Stated problem: Rewrite the listing below as a numbered list with one entry per line, omitting any blank lines. Leave the pictures out of your answer.

## begin

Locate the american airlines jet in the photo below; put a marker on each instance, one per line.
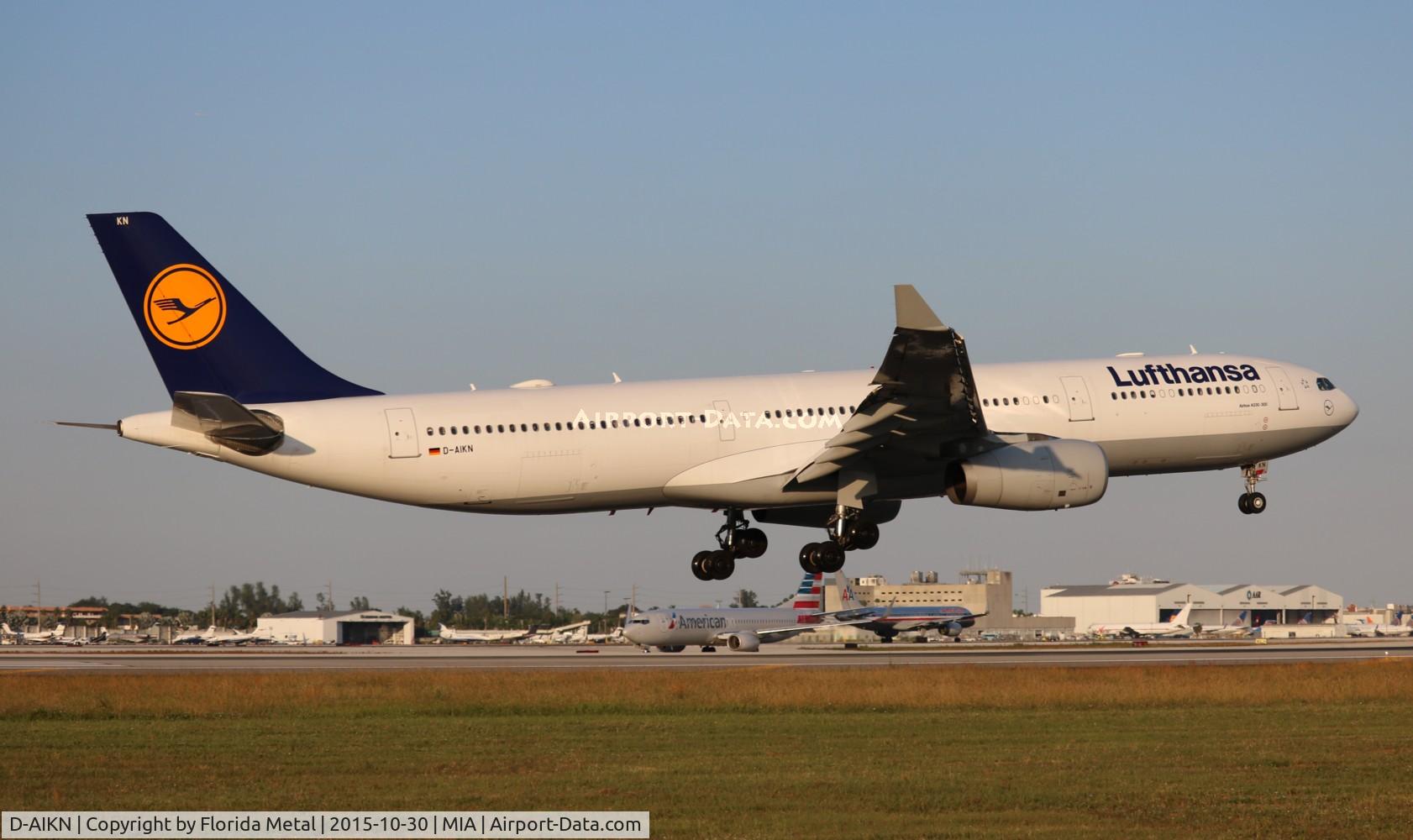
(831, 450)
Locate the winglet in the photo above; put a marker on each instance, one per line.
(913, 311)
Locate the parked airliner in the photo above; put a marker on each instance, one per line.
(833, 450)
(739, 628)
(888, 623)
(1177, 626)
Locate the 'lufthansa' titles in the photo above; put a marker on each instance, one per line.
(1176, 375)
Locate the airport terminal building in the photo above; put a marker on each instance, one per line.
(1132, 601)
(358, 627)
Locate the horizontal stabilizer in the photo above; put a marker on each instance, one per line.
(228, 423)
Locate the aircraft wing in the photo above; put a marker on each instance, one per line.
(936, 623)
(923, 398)
(228, 423)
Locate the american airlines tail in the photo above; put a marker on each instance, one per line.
(810, 595)
(204, 335)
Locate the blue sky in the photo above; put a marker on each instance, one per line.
(451, 194)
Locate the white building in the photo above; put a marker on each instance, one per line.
(356, 627)
(1133, 601)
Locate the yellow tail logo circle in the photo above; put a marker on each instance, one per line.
(184, 307)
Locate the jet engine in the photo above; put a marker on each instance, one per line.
(743, 641)
(1031, 476)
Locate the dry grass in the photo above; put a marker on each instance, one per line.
(1227, 751)
(885, 690)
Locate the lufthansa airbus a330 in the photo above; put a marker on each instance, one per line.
(833, 450)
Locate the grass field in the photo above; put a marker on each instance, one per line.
(1239, 751)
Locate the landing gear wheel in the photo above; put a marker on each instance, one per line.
(864, 537)
(750, 543)
(808, 558)
(828, 557)
(719, 565)
(700, 565)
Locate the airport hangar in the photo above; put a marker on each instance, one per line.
(1139, 601)
(349, 627)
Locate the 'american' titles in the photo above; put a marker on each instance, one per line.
(1173, 375)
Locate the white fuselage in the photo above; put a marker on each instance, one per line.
(639, 445)
(704, 627)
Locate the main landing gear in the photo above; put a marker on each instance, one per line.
(1253, 501)
(737, 539)
(847, 533)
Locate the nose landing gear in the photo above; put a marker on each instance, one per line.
(737, 539)
(1253, 501)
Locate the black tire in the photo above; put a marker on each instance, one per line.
(700, 565)
(754, 543)
(865, 535)
(721, 565)
(808, 558)
(830, 557)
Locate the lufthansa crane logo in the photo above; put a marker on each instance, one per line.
(184, 307)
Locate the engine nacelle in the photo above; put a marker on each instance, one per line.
(743, 641)
(1032, 476)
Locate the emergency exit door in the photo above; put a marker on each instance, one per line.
(402, 433)
(1077, 396)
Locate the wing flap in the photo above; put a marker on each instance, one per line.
(228, 423)
(923, 397)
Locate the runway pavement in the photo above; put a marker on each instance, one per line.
(174, 659)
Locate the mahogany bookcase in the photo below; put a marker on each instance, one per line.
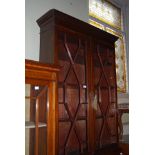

## end

Full response:
1. Locate the american airlines jet in the photo below; put a marker on each instance, one per line.
2. (831, 450)
3. Locate the winglet in the photo above; put a marker on each instance, one per line.
4. (913, 311)
5. Locate the parked airliner in the photo above; put a marker on each instance, one per line.
6. (833, 450)
7. (739, 628)
8. (888, 623)
9. (1177, 626)
10. Locate the 'lufthansa' titles in the photo above; put a marker on each instance, one per line.
11. (1176, 375)
12. Locate the airport terminal building in the photo above; put a marker on each instance, one per line.
13. (1132, 601)
14. (358, 627)
15. Locate the horizontal stabilizer in the photo above; put a marker on each instance, one per line.
16. (228, 423)
17. Locate the aircraft wing in the photo above; put a marker on each instance, one per line.
18. (936, 623)
19. (923, 398)
20. (228, 423)
21. Locate the american airlines tail in the photo above; put a marker on each instance, one per line.
22. (810, 595)
23. (204, 335)
24. Locate the blue sky in the photo above; put a marker on each instance, one per line.
25. (451, 194)
26. Locate the white building in the photo above; put a marker on each instance, one per line.
27. (356, 627)
28. (1133, 601)
29. Locate the yellow tail logo circle in the photo above; put a marker on each instance, one per line.
30. (184, 307)
31. Locate the jet engine in the photo above; put a marker on each instance, one per line.
32. (743, 641)
33. (1031, 476)
34. Locate the dry grass in the photo above; put a marker on each instance, one per line.
35. (1227, 751)
36. (885, 690)
37. Locate the lufthansa airbus a330 in the photo above; put a marker on each instance, one per line.
38. (833, 450)
39. Locate the grass field in the photo above; put a marker on each instance, one per line.
40. (1239, 751)
41. Locate the landing gear wheel in the photo above; put a marker on each instance, one per line.
42. (864, 537)
43. (750, 543)
44. (808, 558)
45. (828, 557)
46. (719, 565)
47. (700, 565)
48. Locate the airport hangar in the photo above; put a marker on each instance, one per line.
49. (1139, 601)
50. (349, 627)
51. Locate the 'american' titles in the photo above; put a marker on each instance, one per line.
52. (1173, 375)
53. Locate the white fuselage in the photo above; put a marker on each instance, one per line.
54. (639, 445)
55. (704, 627)
56. Locate the main landing gear in the photo above; put a marker on each instance, one per line.
57. (1253, 501)
58. (737, 539)
59. (847, 533)
60. Locate the nose landing gear in the photo above; put a marker on each instance, one per line.
61. (737, 539)
62. (1253, 501)
63. Locate the black tire in the photo above; put a marker on each instance, one per line.
64. (700, 565)
65. (754, 543)
66. (865, 535)
67. (721, 565)
68. (808, 558)
69. (830, 557)
70. Locate the lufthansa crane logo in the photo above; put a marker on each instance, one per line.
71. (184, 307)
72. Locate the engine nacelle in the photo above; put a marker on each instance, one per line.
73. (743, 641)
74. (1032, 476)
75. Locate the emergency exit door in the photo above; put a marker on each instance, one per line.
76. (402, 433)
77. (1077, 396)
78. Locate the wing flap in the photo above; put a marker on each instance, one per line.
79. (228, 423)
80. (923, 397)
81. Locate the runway pavement in the photo above; put a marker on each instance, one per line.
82. (174, 659)
83. Locate the mahogany bookcase in the photo below; put a marker on each instance, one per line.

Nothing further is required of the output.